**COMPITO A:** Elenca tutte le bevande che compaiono nel menu del brano sulla cena del maiale, scritte come nel brano.

Prima della ricetta leggi la Prefazione e il glossario di Arte culi ‘n aria“. “’e verse in tecia ‘e spusa”, ma “’e xe tanto bone. Che piatto: “verse sofega’ co ‘l coesin”. Le verze migliori? quelle che “ga ciapa’ ‘a brosema”. Il tempo delle brinate È anche il tempo del maiale, il tempo “de far su ‘l mascio”.

Il menu

Osi de mascio col cren. Costesioe ai feri. Verse sofega’ co ‘l coesin
Poenta fresca e brustola’
Vin fato co ‘a mescola
Cafe fato co ‘l bacheto
Graspa de contrabando
voendo, un toco de putana ge staria ben
Un attentato al fegato.
Ma di qualcosa si deve pur morire, e quanto sarebbe bello morire con le gambe sotto la tavola! (c’è un altro tipo di morte auspicato, ma quello è scritto in un altro libro).
Quando si “fa su el mascio” a lavoro ultimato si fa festa. “’a sena del mascio”. Si consumano gli avanzi della lavorazione e qualcosa in più. Le ossa per il
primo piatto, e poi le costole con qualche fetta di carne ed un po’ di fegato, il cotechino. Solo un po’ di fegato che buona parte, tagliato a grossi pezzi, viene avvolto nel “radeseo” per completare lo spiedo di uccelli di qualche giorno dopo.
La siora Vittoria gestiva le operazioni. “’a sparagagna” tagliata a meta’ per il lungo, veniva messa sulla griglia, dove, un po’ piu’ tardi, trovavano posto le fette di carne e di fegato.
Profumi paradisiaci.

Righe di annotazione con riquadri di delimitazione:
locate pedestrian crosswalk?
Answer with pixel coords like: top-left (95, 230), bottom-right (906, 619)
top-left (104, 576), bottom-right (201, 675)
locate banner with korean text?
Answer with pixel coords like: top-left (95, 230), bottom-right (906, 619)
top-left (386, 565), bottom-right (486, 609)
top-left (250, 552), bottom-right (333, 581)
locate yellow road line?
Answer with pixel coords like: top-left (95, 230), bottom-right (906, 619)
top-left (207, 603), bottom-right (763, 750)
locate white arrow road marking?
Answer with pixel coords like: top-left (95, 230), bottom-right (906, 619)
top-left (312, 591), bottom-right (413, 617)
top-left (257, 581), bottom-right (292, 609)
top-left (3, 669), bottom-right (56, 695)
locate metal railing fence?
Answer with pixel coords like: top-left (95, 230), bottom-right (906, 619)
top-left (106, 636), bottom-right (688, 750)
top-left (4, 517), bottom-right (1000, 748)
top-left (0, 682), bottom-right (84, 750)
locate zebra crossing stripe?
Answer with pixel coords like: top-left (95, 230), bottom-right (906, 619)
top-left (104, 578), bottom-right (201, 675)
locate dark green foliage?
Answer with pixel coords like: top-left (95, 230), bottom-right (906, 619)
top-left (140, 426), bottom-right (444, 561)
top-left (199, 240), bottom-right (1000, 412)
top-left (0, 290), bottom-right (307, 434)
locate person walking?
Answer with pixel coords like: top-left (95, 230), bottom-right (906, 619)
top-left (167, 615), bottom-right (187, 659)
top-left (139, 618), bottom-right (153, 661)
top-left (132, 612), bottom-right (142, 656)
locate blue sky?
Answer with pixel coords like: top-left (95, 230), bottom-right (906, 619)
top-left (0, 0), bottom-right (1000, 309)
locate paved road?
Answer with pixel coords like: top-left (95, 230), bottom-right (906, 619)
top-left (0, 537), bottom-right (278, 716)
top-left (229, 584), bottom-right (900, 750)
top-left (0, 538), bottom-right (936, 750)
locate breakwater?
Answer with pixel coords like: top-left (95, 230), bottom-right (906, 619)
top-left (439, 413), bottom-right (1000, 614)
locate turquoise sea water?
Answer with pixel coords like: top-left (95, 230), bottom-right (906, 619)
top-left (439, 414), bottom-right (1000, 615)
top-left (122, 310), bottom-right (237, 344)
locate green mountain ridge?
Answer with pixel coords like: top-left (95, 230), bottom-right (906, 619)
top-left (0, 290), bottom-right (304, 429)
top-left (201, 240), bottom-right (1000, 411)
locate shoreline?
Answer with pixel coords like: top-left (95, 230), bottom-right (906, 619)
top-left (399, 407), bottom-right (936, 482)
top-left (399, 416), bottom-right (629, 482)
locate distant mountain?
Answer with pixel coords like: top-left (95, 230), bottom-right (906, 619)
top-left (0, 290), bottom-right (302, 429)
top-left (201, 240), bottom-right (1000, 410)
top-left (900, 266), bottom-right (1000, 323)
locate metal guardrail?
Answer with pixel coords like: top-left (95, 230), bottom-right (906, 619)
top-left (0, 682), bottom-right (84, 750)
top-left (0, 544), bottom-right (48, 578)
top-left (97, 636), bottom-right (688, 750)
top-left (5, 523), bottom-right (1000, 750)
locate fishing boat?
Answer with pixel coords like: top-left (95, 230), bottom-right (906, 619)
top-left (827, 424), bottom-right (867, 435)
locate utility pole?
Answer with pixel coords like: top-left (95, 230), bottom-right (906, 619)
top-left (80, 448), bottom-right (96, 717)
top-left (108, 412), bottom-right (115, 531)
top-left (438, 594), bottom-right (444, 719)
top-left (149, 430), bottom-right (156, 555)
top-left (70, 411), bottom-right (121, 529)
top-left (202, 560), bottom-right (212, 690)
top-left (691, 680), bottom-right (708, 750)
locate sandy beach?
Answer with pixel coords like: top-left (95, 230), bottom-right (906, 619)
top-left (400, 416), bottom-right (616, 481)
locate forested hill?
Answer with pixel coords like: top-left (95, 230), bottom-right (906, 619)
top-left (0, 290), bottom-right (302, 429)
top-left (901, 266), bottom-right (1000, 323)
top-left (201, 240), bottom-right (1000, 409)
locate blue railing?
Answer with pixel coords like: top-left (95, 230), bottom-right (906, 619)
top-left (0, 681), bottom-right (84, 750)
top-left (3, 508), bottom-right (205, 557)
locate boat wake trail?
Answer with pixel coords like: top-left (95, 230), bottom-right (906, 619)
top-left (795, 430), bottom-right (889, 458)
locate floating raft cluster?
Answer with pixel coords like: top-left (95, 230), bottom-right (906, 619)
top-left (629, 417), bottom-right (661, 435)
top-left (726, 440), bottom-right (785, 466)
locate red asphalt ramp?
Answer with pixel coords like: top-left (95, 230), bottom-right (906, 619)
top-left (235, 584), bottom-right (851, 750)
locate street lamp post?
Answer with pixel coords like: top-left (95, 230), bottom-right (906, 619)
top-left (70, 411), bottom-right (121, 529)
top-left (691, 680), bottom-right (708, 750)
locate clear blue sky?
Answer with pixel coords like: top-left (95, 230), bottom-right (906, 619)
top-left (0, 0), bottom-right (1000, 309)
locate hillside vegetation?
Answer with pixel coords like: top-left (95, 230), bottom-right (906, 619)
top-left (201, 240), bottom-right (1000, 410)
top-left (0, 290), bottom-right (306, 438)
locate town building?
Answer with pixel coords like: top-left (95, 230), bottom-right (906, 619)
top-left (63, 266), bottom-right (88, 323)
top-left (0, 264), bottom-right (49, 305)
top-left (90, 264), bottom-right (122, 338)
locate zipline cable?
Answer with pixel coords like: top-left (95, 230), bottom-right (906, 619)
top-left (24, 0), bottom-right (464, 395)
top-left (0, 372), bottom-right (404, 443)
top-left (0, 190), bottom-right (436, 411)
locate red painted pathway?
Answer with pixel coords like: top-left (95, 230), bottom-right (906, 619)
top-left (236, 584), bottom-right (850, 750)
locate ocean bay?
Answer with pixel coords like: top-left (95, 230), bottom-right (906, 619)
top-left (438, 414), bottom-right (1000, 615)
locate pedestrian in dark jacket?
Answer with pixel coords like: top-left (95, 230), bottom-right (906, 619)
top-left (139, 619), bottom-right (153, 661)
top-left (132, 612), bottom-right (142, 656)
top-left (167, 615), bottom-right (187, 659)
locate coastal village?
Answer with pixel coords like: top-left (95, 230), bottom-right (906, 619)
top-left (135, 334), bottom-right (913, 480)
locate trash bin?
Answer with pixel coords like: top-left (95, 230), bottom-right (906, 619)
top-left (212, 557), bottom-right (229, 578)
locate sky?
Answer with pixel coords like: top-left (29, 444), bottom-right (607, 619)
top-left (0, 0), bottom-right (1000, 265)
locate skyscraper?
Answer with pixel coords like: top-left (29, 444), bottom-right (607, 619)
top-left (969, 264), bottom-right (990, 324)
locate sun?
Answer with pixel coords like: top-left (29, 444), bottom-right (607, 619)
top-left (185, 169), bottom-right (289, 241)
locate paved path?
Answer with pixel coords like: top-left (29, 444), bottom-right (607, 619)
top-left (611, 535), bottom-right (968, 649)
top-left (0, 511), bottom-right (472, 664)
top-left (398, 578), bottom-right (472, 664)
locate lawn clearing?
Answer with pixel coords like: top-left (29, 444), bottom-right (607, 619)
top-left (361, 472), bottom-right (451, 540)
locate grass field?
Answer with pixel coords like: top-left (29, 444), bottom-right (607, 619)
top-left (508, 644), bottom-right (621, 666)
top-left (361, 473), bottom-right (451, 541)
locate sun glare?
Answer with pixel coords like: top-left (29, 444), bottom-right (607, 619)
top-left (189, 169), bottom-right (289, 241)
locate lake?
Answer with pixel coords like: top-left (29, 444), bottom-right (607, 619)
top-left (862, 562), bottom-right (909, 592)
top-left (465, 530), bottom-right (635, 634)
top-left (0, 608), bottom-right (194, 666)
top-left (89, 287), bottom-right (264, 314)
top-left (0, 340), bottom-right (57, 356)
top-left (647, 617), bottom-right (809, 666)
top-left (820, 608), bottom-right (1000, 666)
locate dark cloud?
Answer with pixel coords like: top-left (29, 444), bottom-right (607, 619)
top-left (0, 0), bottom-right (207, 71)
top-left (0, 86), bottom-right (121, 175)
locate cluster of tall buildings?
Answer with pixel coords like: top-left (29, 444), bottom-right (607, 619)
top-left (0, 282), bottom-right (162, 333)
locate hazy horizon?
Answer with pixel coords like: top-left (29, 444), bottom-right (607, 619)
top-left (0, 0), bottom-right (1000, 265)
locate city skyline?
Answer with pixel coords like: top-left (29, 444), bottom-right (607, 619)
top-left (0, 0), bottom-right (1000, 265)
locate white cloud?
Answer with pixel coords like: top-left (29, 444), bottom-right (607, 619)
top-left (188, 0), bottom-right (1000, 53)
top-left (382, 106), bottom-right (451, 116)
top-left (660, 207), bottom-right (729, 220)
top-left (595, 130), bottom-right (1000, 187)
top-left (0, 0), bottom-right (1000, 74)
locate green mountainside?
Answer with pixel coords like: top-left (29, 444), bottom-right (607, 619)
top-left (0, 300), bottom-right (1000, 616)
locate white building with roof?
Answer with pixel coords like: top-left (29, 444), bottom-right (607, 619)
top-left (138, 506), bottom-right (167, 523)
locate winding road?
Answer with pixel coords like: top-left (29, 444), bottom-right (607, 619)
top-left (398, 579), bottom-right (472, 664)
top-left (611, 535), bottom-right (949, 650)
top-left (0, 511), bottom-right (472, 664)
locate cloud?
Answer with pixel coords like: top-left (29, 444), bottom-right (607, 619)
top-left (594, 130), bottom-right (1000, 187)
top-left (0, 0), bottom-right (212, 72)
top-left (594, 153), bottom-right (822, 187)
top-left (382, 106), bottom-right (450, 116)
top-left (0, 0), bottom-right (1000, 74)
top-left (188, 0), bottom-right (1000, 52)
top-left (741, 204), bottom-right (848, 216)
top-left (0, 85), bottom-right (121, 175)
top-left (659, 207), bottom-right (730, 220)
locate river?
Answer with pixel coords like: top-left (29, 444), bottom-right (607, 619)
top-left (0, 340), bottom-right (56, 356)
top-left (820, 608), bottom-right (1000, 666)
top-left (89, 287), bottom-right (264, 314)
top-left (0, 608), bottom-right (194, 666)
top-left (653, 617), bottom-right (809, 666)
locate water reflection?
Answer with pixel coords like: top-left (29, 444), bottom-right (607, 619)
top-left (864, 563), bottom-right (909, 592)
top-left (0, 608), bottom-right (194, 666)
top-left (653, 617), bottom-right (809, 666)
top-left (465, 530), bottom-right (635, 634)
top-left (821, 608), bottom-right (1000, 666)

**COMPITO B:** Trascrivi in una tabella Markdown con le colonne «Numero» e «Testo» le righe fornite, cominciando da quella che contiene "locate blue sky?" e proseguendo fino a quella che contiene "top-left (0, 538), bottom-right (936, 750)", entrambe incluse. Lascia fuori le righe vuote.

**RISPOSTA A:**
- Vin fato co ‘a mescola
- Cafe fato co ‘l bacheto
- Graspa de contrabando

**RISPOSTA B:**
| Numero | Testo |
|---|---|
| 1 | locate blue sky? |
| 2 | Answer with pixel coords like: top-left (95, 230), bottom-right (906, 619) |
| 3 | top-left (0, 0), bottom-right (1000, 309) |
| 4 | locate paved road? |
| 5 | Answer with pixel coords like: top-left (95, 230), bottom-right (906, 619) |
| 6 | top-left (0, 537), bottom-right (278, 716) |
| 7 | top-left (229, 584), bottom-right (900, 750) |
| 8 | top-left (0, 538), bottom-right (936, 750) |